**TASK OBJECTIVE**
All of the data below should be written out exactly.
** BEGIN **
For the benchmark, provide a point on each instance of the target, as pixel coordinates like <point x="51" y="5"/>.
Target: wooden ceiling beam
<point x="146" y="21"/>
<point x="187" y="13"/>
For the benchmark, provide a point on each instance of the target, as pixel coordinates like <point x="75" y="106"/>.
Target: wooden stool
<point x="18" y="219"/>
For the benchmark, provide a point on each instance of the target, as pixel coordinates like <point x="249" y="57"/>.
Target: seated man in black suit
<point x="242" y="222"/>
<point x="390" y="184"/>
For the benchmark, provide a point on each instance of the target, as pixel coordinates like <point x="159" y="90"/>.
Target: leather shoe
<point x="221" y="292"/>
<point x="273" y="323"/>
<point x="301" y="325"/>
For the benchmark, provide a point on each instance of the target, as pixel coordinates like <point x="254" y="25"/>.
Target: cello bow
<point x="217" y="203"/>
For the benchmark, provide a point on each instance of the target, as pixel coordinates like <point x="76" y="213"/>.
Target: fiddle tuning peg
** END **
**OUTPUT**
For the benchmark, provide a point on each instance of the target, as pixel coordinates like <point x="51" y="5"/>.
Target: wooden ceiling beam
<point x="146" y="21"/>
<point x="187" y="13"/>
For the benchmark, provide a point on each instance of the target, as pixel coordinates like <point x="75" y="106"/>.
Target: wooden stool
<point x="18" y="219"/>
For the benchmark, provide a point on each instance of the target, as pixel coordinates like <point x="249" y="57"/>.
Target: seated man in black suit
<point x="242" y="222"/>
<point x="390" y="184"/>
For the benchmark, provide a point on each instance of the target, as pixel coordinates like <point x="159" y="90"/>.
Target: leather shoe
<point x="221" y="292"/>
<point x="273" y="323"/>
<point x="301" y="325"/>
For the benchmark, provide a point on each instance of the target, as pixel coordinates like <point x="254" y="25"/>.
Target: cello bow
<point x="217" y="203"/>
For the benchmark, provide a point on each instance of the target, as pixel coordinates like <point x="76" y="213"/>.
Target: fiddle tuning peg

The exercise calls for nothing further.